- Goal of the exercise
Go to the line below containing "pixel 503 447." and print exactly from there through the line containing "pixel 278 358.", both included. Print nothing else.

Saved entries
****

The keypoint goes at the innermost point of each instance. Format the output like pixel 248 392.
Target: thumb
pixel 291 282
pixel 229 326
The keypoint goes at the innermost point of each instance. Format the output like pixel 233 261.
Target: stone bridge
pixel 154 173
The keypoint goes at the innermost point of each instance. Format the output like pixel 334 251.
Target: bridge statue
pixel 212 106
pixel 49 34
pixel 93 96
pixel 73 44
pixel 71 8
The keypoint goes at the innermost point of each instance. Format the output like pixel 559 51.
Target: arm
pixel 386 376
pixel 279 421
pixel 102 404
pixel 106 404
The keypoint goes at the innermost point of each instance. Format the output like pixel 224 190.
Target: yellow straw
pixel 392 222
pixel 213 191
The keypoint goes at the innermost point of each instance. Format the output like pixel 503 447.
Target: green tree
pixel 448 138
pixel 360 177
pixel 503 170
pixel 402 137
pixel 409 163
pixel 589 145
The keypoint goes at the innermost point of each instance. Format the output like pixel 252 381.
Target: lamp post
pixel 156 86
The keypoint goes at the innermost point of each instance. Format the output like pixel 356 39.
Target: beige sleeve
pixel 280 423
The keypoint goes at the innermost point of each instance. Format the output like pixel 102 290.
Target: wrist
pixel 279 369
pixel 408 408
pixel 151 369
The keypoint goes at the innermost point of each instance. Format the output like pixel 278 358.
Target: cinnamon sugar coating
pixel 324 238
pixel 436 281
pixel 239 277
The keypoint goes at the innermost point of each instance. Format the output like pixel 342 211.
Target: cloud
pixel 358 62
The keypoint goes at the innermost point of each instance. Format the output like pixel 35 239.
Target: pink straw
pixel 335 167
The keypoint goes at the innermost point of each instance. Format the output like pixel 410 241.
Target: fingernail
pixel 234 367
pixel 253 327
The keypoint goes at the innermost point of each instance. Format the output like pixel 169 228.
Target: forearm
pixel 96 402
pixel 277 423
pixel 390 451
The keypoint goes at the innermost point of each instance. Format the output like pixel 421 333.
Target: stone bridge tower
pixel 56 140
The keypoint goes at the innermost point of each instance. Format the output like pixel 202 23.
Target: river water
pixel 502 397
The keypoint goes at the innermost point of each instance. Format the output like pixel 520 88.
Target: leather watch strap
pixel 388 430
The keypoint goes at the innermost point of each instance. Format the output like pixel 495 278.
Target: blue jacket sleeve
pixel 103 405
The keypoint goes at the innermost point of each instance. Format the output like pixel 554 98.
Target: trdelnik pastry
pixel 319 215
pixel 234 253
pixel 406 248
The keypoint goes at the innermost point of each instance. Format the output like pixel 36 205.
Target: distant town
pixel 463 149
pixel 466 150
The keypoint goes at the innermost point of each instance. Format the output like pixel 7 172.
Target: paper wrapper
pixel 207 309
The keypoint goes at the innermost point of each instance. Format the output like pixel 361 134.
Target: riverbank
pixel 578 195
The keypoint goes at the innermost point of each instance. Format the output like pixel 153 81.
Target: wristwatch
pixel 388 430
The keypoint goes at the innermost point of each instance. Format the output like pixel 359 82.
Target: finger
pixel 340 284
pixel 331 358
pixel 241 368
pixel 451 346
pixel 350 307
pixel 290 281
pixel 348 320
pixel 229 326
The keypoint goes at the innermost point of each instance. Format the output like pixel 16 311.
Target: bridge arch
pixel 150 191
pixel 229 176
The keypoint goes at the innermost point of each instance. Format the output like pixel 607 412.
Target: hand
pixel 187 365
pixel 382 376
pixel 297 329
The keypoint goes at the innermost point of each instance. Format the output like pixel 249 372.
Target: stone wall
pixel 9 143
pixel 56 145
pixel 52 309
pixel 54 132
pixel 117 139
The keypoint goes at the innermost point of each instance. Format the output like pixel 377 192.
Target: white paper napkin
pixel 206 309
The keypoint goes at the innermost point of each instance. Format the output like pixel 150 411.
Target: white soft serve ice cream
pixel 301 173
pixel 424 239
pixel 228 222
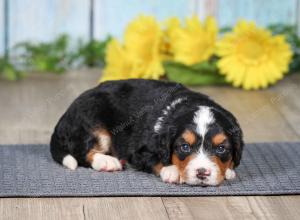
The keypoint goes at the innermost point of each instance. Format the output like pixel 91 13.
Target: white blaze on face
pixel 203 118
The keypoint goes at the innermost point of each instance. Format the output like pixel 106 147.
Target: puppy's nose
pixel 202 173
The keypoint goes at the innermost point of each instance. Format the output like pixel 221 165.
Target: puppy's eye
pixel 220 149
pixel 185 148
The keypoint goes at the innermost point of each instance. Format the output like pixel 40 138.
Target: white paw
pixel 70 162
pixel 103 162
pixel 170 174
pixel 230 174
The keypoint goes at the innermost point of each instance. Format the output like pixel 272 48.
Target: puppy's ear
pixel 238 144
pixel 235 133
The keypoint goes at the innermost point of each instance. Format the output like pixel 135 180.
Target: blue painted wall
pixel 264 12
pixel 43 20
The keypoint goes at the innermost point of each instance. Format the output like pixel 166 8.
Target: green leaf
pixel 193 75
pixel 8 71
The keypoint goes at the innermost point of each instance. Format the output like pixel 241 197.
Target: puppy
pixel 159 127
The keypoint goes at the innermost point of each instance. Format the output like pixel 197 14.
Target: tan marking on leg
pixel 157 168
pixel 219 139
pixel 189 137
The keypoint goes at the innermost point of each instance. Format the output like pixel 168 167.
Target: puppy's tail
pixel 61 154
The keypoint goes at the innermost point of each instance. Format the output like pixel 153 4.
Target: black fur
pixel 129 109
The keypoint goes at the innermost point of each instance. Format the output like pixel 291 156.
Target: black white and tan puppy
pixel 160 127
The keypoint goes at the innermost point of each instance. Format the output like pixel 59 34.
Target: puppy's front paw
pixel 103 162
pixel 230 174
pixel 170 174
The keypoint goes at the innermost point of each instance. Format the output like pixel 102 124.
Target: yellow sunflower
pixel 251 57
pixel 140 56
pixel 195 42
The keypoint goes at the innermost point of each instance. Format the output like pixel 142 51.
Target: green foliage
pixel 205 73
pixel 47 57
pixel 9 71
pixel 290 33
pixel 56 57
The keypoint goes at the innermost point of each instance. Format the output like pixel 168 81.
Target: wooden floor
pixel 30 109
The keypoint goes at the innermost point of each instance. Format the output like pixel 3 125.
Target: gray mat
pixel 28 170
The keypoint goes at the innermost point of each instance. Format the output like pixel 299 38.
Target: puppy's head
pixel 207 146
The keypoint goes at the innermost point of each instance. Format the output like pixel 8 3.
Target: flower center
pixel 251 50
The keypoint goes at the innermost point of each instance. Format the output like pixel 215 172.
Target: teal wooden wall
pixel 43 20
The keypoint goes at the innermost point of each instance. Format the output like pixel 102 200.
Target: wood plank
pixel 35 20
pixel 262 12
pixel 82 208
pixel 125 208
pixel 251 207
pixel 35 104
pixel 287 94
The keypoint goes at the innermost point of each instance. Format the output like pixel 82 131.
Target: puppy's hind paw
pixel 170 174
pixel 107 163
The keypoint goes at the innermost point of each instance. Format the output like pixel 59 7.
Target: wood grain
pixel 251 207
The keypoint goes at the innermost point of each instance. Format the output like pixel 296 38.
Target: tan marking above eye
pixel 218 139
pixel 189 137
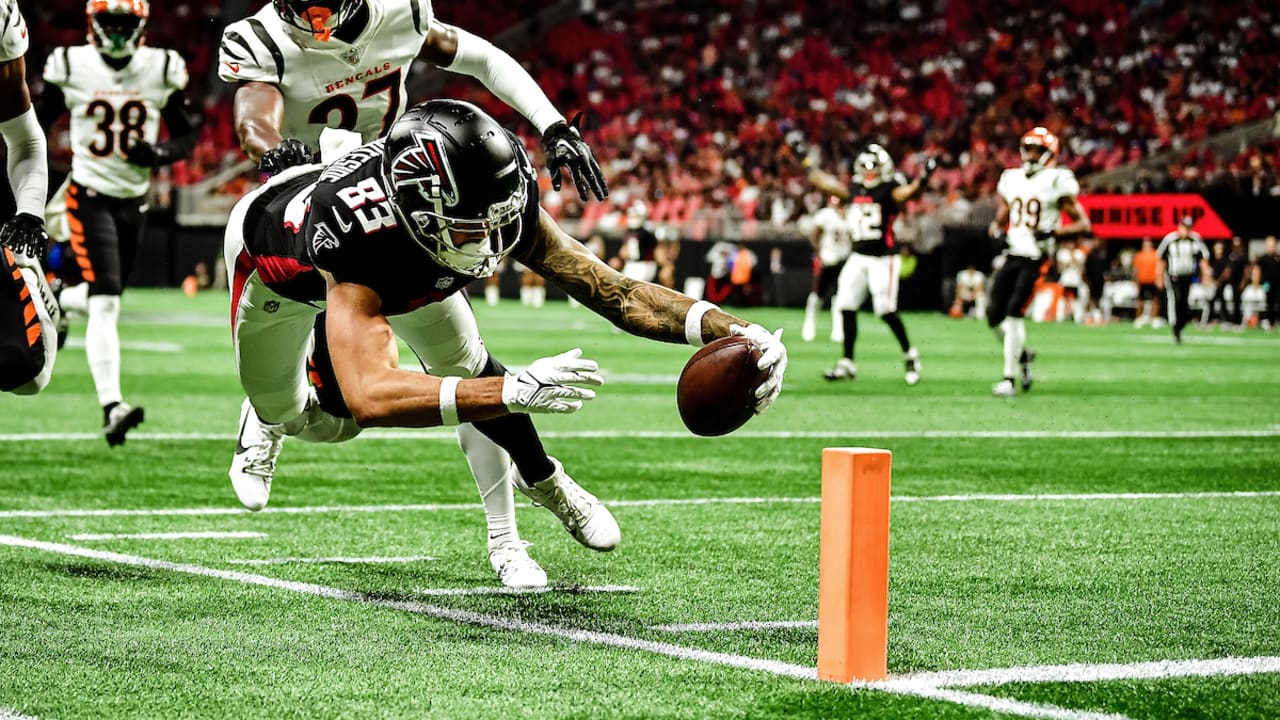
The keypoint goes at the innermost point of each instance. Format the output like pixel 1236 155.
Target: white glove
pixel 551 384
pixel 773 358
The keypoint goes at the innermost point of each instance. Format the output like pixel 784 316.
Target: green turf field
pixel 1105 546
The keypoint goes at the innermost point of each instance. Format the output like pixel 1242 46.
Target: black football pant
pixel 105 236
pixel 1178 290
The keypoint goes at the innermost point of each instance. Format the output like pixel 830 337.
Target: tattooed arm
pixel 639 308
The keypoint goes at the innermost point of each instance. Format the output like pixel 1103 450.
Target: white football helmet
pixel 115 27
pixel 873 167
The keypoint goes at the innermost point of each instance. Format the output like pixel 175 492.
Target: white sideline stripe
pixel 457 592
pixel 993 703
pixel 333 560
pixel 745 625
pixel 169 536
pixel 1091 673
pixel 611 639
pixel 740 434
pixel 659 502
pixel 140 345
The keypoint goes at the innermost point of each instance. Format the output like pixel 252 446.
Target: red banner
pixel 1134 217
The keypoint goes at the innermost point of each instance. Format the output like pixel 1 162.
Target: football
pixel 716 393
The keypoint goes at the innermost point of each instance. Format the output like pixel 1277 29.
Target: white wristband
pixel 449 401
pixel 694 322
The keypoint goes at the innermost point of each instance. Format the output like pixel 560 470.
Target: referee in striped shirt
pixel 1182 253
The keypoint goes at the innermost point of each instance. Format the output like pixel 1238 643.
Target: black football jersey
pixel 871 214
pixel 346 227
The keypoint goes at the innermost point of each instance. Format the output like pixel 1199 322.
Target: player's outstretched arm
pixel 460 51
pixel 27 167
pixel 257 113
pixel 379 393
pixel 645 309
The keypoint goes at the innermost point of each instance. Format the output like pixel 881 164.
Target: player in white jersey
pixel 831 245
pixel 1032 200
pixel 117 92
pixel 28 313
pixel 301 65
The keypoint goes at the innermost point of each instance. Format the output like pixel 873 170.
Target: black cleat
pixel 120 419
pixel 1025 364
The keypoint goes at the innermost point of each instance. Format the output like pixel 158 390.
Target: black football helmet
pixel 458 183
pixel 318 18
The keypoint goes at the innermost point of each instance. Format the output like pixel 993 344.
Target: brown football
pixel 716 393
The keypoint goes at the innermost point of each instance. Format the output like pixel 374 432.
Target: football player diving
pixel 28 313
pixel 387 237
pixel 117 91
pixel 302 65
pixel 1028 223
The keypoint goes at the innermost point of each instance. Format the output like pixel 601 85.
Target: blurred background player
pixel 831 246
pixel 1147 277
pixel 1269 264
pixel 28 313
pixel 1032 200
pixel 117 91
pixel 639 245
pixel 970 299
pixel 1070 276
pixel 1182 254
pixel 874 199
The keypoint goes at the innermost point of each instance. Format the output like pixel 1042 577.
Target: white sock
pixel 103 346
pixel 490 466
pixel 74 299
pixel 1015 338
pixel 810 309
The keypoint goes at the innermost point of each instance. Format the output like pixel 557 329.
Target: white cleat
pixel 513 565
pixel 1004 388
pixel 844 370
pixel 257 446
pixel 913 367
pixel 583 514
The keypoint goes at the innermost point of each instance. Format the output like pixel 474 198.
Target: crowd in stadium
pixel 696 131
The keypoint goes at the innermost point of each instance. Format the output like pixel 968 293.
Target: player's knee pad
pixel 323 427
pixel 469 361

****

- Answer section
The keypoint goes at the innermost point of each instance. Format the output like pixel 503 447.
Target: green tree
pixel 448 138
pixel 360 177
pixel 503 170
pixel 402 137
pixel 409 163
pixel 589 145
The keypoint goes at the innermost point of each instance. Format the output like pixel 252 381.
Target: lamp post
pixel 156 86
The keypoint goes at the innermost point of each instance. Format the output like pixel 356 39.
Target: beige sleeve
pixel 280 423
The keypoint goes at the innermost point of each instance. Format the output like pixel 102 290.
Target: wrist
pixel 279 369
pixel 408 408
pixel 151 369
The keypoint goes at the innermost point of each instance. Format the output like pixel 278 358.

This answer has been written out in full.